Work instruction
All of the lines below should be output exactly as shown.

-- -- --

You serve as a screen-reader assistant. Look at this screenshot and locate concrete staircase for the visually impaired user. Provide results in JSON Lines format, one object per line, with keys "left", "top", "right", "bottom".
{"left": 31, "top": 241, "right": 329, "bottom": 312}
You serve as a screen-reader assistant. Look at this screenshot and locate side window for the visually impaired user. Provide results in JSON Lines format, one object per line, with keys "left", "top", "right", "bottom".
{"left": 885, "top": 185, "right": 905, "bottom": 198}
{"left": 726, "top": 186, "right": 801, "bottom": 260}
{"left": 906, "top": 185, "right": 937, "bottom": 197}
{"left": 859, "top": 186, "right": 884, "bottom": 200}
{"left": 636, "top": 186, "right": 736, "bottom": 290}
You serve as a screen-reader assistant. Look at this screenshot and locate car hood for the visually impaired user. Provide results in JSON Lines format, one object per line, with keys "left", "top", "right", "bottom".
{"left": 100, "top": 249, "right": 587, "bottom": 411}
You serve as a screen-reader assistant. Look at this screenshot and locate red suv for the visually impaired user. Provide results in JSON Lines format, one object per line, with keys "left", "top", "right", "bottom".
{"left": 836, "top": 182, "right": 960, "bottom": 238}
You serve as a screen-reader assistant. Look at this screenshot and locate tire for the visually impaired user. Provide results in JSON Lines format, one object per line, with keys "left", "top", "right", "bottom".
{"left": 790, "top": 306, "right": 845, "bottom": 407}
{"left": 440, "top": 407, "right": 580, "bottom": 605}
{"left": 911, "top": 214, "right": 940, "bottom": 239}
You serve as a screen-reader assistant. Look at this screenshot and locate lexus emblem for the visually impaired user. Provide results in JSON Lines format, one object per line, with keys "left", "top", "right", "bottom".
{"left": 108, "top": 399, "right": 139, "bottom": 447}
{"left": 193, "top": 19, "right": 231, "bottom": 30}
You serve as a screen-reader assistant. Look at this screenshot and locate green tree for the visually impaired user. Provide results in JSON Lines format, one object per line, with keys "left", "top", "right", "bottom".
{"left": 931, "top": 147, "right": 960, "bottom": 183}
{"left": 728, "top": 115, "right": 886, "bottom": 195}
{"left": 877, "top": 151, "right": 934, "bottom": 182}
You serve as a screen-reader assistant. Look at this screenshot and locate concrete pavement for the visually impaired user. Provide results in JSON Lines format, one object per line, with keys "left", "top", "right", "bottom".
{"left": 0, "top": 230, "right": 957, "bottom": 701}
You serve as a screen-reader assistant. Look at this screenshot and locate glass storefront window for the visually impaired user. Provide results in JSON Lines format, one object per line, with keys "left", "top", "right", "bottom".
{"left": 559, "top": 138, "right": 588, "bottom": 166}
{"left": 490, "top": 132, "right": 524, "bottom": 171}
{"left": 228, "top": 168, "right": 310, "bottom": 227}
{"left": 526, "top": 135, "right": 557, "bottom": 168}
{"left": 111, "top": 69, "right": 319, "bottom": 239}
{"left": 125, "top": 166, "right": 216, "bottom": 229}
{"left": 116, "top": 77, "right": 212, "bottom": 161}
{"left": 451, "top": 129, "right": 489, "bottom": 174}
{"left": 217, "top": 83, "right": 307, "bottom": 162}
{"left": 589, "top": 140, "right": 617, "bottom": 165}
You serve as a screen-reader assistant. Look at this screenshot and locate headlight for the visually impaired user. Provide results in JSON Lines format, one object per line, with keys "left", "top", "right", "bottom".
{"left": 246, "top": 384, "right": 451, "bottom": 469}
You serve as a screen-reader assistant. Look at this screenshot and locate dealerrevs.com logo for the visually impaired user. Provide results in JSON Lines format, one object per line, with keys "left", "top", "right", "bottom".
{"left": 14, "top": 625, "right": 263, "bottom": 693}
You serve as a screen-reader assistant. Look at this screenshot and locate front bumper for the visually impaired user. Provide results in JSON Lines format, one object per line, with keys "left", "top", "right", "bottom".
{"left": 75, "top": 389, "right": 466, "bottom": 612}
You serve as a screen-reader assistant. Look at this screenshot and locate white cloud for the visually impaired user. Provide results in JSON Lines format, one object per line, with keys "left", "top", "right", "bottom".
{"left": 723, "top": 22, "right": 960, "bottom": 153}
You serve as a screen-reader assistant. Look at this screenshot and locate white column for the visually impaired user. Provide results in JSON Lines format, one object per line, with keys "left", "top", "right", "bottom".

-- -- --

Solution for this problem
You serve as a screen-reader assistant. Look at this screenshot and locate concrete staircase for the visually impaired user. Provide results in JSON Lines format, one object per line, with keys "left", "top", "right", "bottom".
{"left": 31, "top": 241, "right": 329, "bottom": 312}
You serve as a screen-reader assistant. Look at this screenshot and locate side window for the visually impaired user. Provide results in JSON Lines format, one object per line, with keys "left", "top", "right", "bottom".
{"left": 885, "top": 185, "right": 905, "bottom": 198}
{"left": 726, "top": 186, "right": 801, "bottom": 260}
{"left": 906, "top": 185, "right": 937, "bottom": 197}
{"left": 859, "top": 186, "right": 884, "bottom": 200}
{"left": 636, "top": 186, "right": 736, "bottom": 290}
You serve as a screen-reader assistant. Look at this screenshot and locate car hood for the visually impaired user. Provide results in JSON Lines format, one object per line, with keys "left", "top", "right", "bottom".
{"left": 100, "top": 249, "right": 587, "bottom": 411}
You serve as a screen-reader assistant. Look at this screenshot and locate red suv for the visually impaired user. Provide results in JSON Lines format, one object per line, with keys "left", "top", "right", "bottom".
{"left": 836, "top": 182, "right": 960, "bottom": 238}
You serve as a screen-reader assistant. Look at this screenshot and locate tire for the visually impaired user. Provide results in JSON Lines format, one object per line, with keys "left", "top", "right", "bottom".
{"left": 790, "top": 306, "right": 845, "bottom": 407}
{"left": 440, "top": 407, "right": 580, "bottom": 605}
{"left": 911, "top": 214, "right": 940, "bottom": 239}
You serve as a screen-reader assistant. Look at this screenshot and locate lexus emblem for the visually impaired user. Provide results in JSON Lines format, one object per line, with keys "left", "top", "right", "bottom".
{"left": 108, "top": 399, "right": 139, "bottom": 447}
{"left": 193, "top": 19, "right": 231, "bottom": 30}
You serve as a screen-reader assistant. Look at this screenshot and locate green tree for the visually impaired user. Provide results in JSON Lines format, one object per line, with keys "left", "top", "right", "bottom".
{"left": 931, "top": 147, "right": 960, "bottom": 183}
{"left": 728, "top": 115, "right": 886, "bottom": 195}
{"left": 877, "top": 151, "right": 934, "bottom": 182}
You serve as a screen-reader assistant. Look at this screenshot and locate concrete pavement for the visually impaired user. Provide results in JSON Lines format, one object per line, with keys "left", "top", "right", "bottom".
{"left": 0, "top": 230, "right": 957, "bottom": 701}
You serve as a screen-reader assistant. Look at this screenshot and locate glass storefront window for the visually impaired user. Provide results in JSON Lines format, one object per line, with keys "left", "top", "right", "bottom".
{"left": 559, "top": 138, "right": 588, "bottom": 166}
{"left": 490, "top": 132, "right": 524, "bottom": 171}
{"left": 228, "top": 168, "right": 310, "bottom": 227}
{"left": 526, "top": 135, "right": 557, "bottom": 168}
{"left": 111, "top": 69, "right": 319, "bottom": 239}
{"left": 125, "top": 166, "right": 216, "bottom": 229}
{"left": 116, "top": 77, "right": 212, "bottom": 161}
{"left": 451, "top": 129, "right": 489, "bottom": 174}
{"left": 217, "top": 83, "right": 307, "bottom": 162}
{"left": 589, "top": 140, "right": 617, "bottom": 165}
You serve as a screen-reader assistant. Look at this screenshot and locate headlight for the visually impaired user. Provide results in JSON Lines format, one object per line, with keys "left", "top", "right", "bottom".
{"left": 246, "top": 384, "right": 451, "bottom": 469}
You serve as a screen-reader assistant. Look at this screenshot and locate dealerrevs.com logo for the visually impaired user. Provide results in JSON Lines format, one object per line, with keys "left", "top", "right", "bottom".
{"left": 14, "top": 625, "right": 263, "bottom": 693}
You serve as a screen-reader assistant. Look at this screenshot and locate front bumper for the visually impaired user. Provide results in JSON Lines format, one object per line, with keys "left", "top", "right", "bottom".
{"left": 75, "top": 389, "right": 466, "bottom": 612}
You serve as a screen-reader assistant. Look at this screenshot and locate white cloud for the visually impaired user. Provide results in JSON Lines format, one object per line, with keys "left", "top", "right", "bottom".
{"left": 723, "top": 22, "right": 960, "bottom": 153}
You serve as a screen-reader assistant. Look at this screenshot and locate white column for the visually impaired user. Provide results in JSON Lines format, one object per line, with keys "left", "top", "right", "bottom".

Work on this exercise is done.